Pictures stay out; everything else in the records below is copied exactly.

◆ **RECORDS FOR PROCESSING**

----

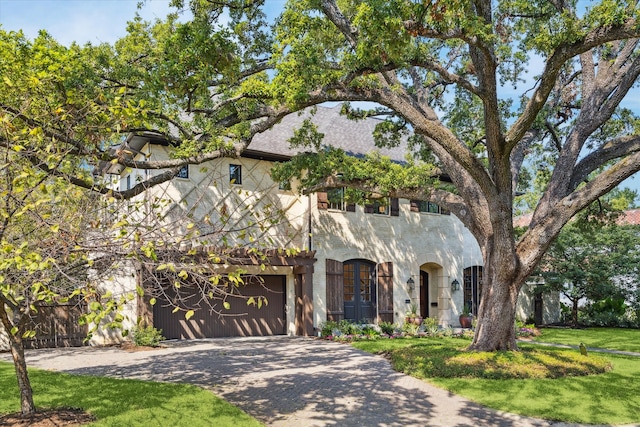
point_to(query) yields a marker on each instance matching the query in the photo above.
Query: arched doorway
(424, 294)
(472, 288)
(359, 290)
(430, 292)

----

◆ **FINAL ANSWER**
point_to(query) yields a marker on each instance matching the query in the photo above.
Query: arched doorway
(424, 294)
(472, 288)
(359, 290)
(430, 292)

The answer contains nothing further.